Task statement = Can you copy the listing word for word, from the line with "the eyebrow, one" to the line with "Target: eyebrow", both lines included and nothing more?

— begin Dataset records —

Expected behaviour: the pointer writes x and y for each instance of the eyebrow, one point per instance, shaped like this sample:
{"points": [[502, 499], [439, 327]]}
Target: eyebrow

— end Dataset records —
— begin Dataset records —

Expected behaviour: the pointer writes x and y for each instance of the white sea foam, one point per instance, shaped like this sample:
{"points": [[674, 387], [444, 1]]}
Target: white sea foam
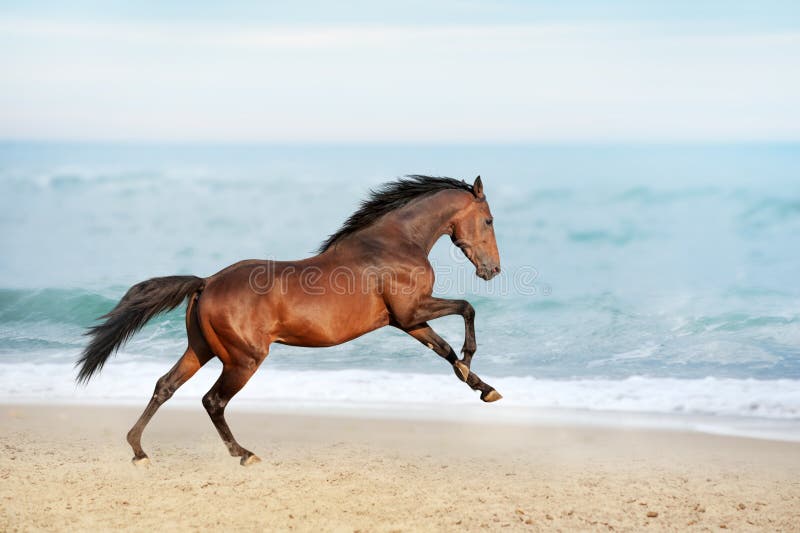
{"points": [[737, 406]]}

— end Dataset records —
— begin Dataset records —

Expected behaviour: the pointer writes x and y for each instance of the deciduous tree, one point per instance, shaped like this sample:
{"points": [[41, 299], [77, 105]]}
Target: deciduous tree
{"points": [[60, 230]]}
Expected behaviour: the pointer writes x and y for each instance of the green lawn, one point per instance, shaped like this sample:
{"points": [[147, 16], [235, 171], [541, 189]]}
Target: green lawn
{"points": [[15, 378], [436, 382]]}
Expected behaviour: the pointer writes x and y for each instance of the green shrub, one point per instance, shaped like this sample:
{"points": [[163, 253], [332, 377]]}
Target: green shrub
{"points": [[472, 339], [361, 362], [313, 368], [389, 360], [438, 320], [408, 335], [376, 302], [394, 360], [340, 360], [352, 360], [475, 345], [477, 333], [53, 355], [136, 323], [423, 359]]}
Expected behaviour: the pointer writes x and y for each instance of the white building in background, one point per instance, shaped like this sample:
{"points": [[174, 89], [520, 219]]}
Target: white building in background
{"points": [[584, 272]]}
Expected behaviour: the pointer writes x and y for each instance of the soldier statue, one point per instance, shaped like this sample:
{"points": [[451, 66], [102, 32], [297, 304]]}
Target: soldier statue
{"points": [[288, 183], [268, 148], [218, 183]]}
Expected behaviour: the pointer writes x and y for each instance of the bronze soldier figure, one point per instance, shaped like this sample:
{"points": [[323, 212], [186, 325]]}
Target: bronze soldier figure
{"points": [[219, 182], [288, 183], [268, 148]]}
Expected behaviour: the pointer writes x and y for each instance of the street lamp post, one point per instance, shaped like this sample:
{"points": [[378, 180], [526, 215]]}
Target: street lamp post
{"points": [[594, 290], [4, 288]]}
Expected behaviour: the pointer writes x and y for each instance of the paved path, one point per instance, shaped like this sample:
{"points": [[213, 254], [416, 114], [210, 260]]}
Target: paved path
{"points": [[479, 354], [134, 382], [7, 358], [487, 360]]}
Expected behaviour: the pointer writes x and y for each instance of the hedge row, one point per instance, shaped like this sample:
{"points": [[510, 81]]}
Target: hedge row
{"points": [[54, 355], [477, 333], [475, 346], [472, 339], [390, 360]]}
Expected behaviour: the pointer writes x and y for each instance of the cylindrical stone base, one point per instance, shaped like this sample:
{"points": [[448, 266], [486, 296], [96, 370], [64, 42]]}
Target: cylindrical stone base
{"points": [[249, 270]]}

— end Dataset records —

Written response =
Expected behaviour: the pointer writes x and y for each instance of the eyebrow, one point per instance, shaped like this sample:
{"points": [[502, 499], [439, 327]]}
Target: eyebrow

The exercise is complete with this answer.